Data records
━━━━━━━━━━━━━━━━

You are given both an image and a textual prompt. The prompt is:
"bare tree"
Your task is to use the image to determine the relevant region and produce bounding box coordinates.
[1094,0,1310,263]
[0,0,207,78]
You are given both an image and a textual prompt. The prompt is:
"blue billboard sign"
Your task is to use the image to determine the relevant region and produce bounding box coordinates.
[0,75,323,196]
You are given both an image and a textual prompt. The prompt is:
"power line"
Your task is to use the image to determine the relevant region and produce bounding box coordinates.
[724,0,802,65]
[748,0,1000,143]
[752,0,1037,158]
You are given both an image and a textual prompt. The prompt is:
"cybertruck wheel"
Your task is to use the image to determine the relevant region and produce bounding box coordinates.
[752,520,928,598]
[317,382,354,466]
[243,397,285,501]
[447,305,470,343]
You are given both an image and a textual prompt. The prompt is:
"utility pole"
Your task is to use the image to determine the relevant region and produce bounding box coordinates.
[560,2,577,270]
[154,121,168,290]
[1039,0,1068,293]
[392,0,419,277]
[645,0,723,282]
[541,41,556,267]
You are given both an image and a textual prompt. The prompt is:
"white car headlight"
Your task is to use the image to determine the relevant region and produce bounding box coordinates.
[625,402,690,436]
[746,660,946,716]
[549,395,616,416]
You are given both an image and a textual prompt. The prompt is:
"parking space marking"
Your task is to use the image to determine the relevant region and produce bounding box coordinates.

━━━━━━━━━━━━━━━━

DIRECTIVE
Starting at the beginning of the material and ending at the line containing "[0,0,207,78]", copy every line as it stands, but multiply each bounding box coordinate by 1.8 and round it to a whole number, with halves rounded up. Leave all other text and numbers unchanged.

SOLUTION FOR THIS EXERCISE
You are given both an image and a textual prompt. The prompt is:
"bare tree"
Your task is to use the image to determine the relevant region and produce bounding box coordinates.
[1969,0,2358,473]
[0,0,373,140]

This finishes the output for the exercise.